▶ **Problem**
The answer is to contain only the line containing "form: x=138 y=301." and the lines after it through the last one, each reproduced exactly as it appears below.

[Recorded data — start]

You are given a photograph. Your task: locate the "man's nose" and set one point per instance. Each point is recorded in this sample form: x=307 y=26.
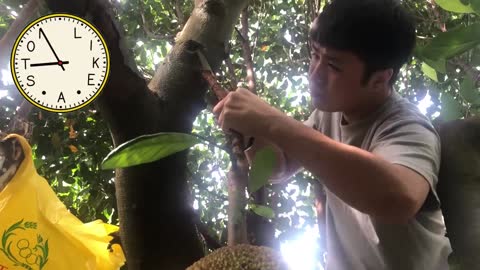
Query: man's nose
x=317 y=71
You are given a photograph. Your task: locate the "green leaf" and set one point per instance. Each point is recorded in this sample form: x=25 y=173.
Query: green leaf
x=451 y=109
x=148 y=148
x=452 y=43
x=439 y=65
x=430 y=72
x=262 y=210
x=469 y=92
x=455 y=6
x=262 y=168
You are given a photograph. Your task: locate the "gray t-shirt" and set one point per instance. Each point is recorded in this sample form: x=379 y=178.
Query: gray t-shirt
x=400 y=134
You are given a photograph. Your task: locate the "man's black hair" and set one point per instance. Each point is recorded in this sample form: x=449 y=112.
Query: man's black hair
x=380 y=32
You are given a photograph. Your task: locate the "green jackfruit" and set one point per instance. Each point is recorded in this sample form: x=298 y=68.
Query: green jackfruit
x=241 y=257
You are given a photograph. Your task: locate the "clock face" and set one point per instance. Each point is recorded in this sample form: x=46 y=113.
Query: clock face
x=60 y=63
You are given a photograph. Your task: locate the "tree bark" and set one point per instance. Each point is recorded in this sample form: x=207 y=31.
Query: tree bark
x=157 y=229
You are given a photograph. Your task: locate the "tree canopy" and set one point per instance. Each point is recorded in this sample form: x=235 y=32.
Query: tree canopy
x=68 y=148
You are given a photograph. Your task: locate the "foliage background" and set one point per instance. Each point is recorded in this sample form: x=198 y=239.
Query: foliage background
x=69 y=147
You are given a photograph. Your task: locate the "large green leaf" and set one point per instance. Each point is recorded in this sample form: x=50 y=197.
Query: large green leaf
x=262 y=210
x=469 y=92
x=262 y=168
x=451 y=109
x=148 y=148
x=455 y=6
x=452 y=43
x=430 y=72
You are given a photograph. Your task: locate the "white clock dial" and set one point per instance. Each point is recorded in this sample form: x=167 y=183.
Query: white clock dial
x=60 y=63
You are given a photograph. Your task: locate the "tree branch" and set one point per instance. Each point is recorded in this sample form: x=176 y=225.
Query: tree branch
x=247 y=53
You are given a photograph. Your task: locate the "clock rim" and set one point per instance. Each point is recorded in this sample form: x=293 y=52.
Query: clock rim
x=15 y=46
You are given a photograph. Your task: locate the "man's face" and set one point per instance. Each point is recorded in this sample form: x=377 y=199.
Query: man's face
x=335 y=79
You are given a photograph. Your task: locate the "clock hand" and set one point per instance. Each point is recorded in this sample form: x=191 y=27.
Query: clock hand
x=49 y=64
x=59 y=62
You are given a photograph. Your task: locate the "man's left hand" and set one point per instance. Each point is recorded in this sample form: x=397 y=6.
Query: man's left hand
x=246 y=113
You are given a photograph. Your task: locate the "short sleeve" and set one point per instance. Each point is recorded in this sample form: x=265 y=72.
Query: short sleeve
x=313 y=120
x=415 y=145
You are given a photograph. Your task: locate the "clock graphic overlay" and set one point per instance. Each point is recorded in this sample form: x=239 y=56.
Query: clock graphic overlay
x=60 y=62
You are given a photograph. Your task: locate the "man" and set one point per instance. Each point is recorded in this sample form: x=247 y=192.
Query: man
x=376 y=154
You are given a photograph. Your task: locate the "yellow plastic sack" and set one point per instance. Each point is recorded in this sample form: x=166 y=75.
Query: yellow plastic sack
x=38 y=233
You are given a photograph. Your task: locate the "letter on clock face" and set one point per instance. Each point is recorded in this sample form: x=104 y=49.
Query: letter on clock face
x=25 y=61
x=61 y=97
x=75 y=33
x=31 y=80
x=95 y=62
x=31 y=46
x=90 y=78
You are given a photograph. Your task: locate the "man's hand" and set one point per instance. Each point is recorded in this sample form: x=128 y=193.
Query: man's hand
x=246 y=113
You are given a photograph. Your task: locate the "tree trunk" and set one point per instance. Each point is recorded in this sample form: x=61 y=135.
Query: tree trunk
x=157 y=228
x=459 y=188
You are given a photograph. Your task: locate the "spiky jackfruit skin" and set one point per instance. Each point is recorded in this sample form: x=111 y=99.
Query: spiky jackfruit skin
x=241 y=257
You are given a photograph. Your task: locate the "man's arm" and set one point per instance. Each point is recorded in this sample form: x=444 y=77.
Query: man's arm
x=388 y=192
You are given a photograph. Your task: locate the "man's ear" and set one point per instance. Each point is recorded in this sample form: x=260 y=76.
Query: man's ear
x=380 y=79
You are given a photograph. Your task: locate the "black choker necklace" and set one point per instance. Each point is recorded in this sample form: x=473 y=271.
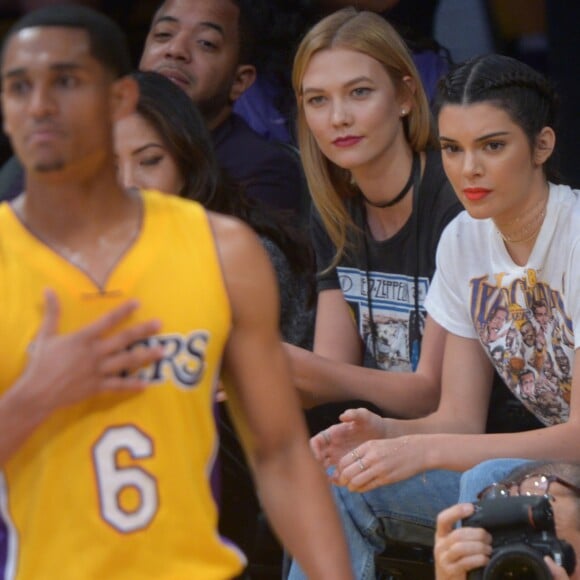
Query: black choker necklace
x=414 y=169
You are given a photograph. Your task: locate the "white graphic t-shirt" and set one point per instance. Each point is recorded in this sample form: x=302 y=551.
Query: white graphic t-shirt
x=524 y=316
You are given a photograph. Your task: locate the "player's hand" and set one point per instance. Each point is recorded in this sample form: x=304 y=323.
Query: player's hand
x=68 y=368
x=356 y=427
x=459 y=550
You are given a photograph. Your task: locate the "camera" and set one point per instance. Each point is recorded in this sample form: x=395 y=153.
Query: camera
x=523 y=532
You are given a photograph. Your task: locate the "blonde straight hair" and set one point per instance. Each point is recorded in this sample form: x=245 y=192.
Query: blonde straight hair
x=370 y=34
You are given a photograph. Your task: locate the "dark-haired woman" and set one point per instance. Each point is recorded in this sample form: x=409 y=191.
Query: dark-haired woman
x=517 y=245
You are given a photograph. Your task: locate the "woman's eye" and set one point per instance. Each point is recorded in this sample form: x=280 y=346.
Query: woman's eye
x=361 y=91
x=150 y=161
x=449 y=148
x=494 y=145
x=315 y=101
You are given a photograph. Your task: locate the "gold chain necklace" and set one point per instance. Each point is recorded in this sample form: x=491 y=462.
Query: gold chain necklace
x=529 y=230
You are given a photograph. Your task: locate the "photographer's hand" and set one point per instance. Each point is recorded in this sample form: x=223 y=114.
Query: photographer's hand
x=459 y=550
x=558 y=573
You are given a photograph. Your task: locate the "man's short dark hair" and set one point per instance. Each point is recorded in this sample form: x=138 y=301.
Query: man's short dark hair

[Recorded data — finish]

▶ **Answer space**
You are given a photograph. Your task: locate the "man's short dark hair" and set one point per instance. Each point is recorded in this sample form: x=138 y=301.
Query: man's short dark hair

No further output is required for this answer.